**Selected excerpt:**
┄┄┄┄┄┄┄┄┄┄┄┄┄┄┄┄┄┄┄┄
PG::Error: SELECT DISTINCT, ORDER BY expressions must appear in select list

Andy picture Andy · Oct 2, 2012 · Viewed 70.6k times · Source

ActionView::Template::Error (PG::Error: ERROR: for SELECT DISTINCT, ORDER BY expressions must appear in select list

I'm creating an events website and I'm trying to sort the rendered rsvps by the start time of the event. There are a lot of RSVPS so I'm grouping them with distinct, but I've been having a lot of difficulty over the last few days on sorting the results without this error popping up on PG. I've looked at some of the previous questions on the topic and am still pretty lost. How can I get this to work? Thank you so much!

@rsvps = Rsvp.where(:voter_id => current_user.following.collect {|f| f["id"]}, :status => 'going').where("start_time > ? AND start_time < ?", Time.now, Time.now + 1.month).order("count_all desc").count(:group => :event_id).collect { |f| f[0] }

<%= render :partial => 'rsvps/rsvp', :collection => Rsvp.where(:event_id => @rsvps).select("DISTINCT(event_id)").order('start_time asc') %>

Answer

AdrianoKF picture AdrianoKF · Aug 21, 2013

I know this is a rather old question, but I just went through a small example in my head which helped me understand why Postgres has this seemingly odd restriction on SELECT DISTINCT / ORDER BY columns.
┄┄┄┄┄┄┄┄┄┄┄┄┄┄┄┄┄┄┄┄
**Data for processing:**
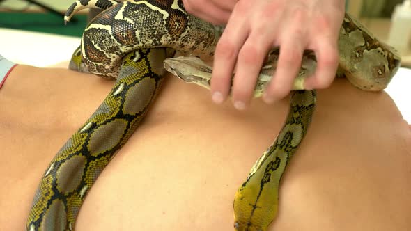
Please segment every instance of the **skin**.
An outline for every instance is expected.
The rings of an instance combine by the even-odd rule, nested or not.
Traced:
[[[77,231],[232,230],[234,194],[281,129],[288,99],[272,106],[256,99],[238,112],[228,102],[216,106],[199,86],[166,78],[91,190]],[[112,86],[66,69],[13,70],[0,89],[0,230],[24,229],[50,160]],[[411,130],[385,93],[336,79],[318,92],[269,230],[408,231],[410,150]]]
[[[258,73],[270,49],[279,46],[276,77],[265,90],[272,104],[288,94],[302,52],[316,52],[318,67],[307,89],[331,84],[338,66],[337,38],[344,0],[183,0],[186,10],[214,24],[226,24],[217,44],[211,81],[212,99],[221,104],[229,93],[235,70],[233,102],[247,109]]]

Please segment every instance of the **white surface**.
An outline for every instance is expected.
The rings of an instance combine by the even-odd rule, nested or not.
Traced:
[[[67,62],[80,38],[0,28],[0,54],[18,63],[38,67]],[[411,124],[411,70],[400,68],[386,89]]]
[[[0,54],[21,64],[47,67],[67,61],[80,38],[0,28]]]

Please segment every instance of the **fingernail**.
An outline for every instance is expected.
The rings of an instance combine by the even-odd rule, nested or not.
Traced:
[[[234,107],[237,109],[237,110],[245,110],[245,103],[244,103],[243,102],[241,101],[236,101],[235,102],[234,102]]]
[[[212,96],[211,97],[211,98],[212,99],[212,101],[214,101],[214,102],[217,104],[222,103],[224,100],[223,99],[223,95],[218,91],[216,91],[214,93],[212,93]]]
[[[271,104],[275,101],[275,98],[272,96],[269,96],[267,94],[263,95],[263,100],[267,104]]]

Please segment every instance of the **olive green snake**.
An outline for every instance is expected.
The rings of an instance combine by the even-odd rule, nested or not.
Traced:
┄┄┄┄┄┄┄┄┄┄┄┄┄┄┄┄┄┄┄┄
**What you will do:**
- 1) Reproduce the forum thread about the PostgreSQL SELECT DISTINCT and ORDER BY error word for word.
- 2) In the records, arrange the stretch from the line containing "Please segment every instance of the **white" through the end of the records as a JSON list of strings, one string per line, with blank lines omitted. Include only those lines.

**Solutions for each task:**
- 1)
PG::Error: SELECT DISTINCT, ORDER BY expressions must appear in select list

Andy picture Andy · Oct 2, 2012 · Viewed 70.6k times · Source

ActionView::Template::Error (PG::Error: ERROR: for SELECT DISTINCT, ORDER BY expressions must appear in select list

I'm creating an events website and I'm trying to sort the rendered rsvps by the start time of the event. There are a lot of RSVPS so I'm grouping them with distinct, but I've been having a lot of difficulty over the last few days on sorting the results without this error popping up on PG. I've looked at some of the previous questions on the topic and am still pretty lost. How can I get this to work? Thank you so much!

@rsvps = Rsvp.where(:voter_id => current_user.following.collect {|f| f["id"]}, :status => 'going').where("start_time > ? AND start_time < ?", Time.now, Time.now + 1.month).order("count_all desc").count(:group => :event_id).collect { |f| f[0] }

<%= render :partial => 'rsvps/rsvp', :collection => Rsvp.where(:event_id => @rsvps).select("DISTINCT(event_id)").order('start_time asc') %>

Answer

AdrianoKF picture AdrianoKF · Aug 21, 2013

I know this is a rather old question, but I just went through a small example in my head which helped me understand why Postgres has this seemingly odd restriction on SELECT DISTINCT / ORDER BY columns.

- 2)
[
  "Please segment every instance of the **white surface**.",
  "An outline for every instance is expected.",
  "The rings of an instance combine by the even-odd rule, nested or not.",
  "Traced:",
  "[[[67,62],[80,38],[0,28],[0,54],[18,63],[38,67]],[[411,124],[411,70],[400,68],[386,89]]]",
  "[[[0,54],[21,64],[47,67],[67,61],[80,38],[0,28]]]",
  "Please segment every instance of the **fingernail**.",
  "An outline for every instance is expected.",
  "The rings of an instance combine by the even-odd rule, nested or not.",
  "Traced:",
  "[[[234,107],[237,109],[237,110],[245,110],[245,103],[244,103],[243,102],[241,101],[236,101],[235,102],[234,102]]]",
  "[[[212,96],[211,97],[211,98],[212,99],[212,101],[214,101],[214,102],[217,104],[222,103],[224,100],[223,99],[223,95],[218,91],[216,91],[214,93],[212,93]]]",
  "[[[271,104],[275,101],[275,98],[272,96],[269,96],[267,94],[263,95],[263,100],[267,104]]]",
  "Please segment every instance of the **olive green snake**.",
  "An outline for every instance is expected.",
  "The rings of an instance combine by the even-odd rule, nested or not.",
  "Traced:"
]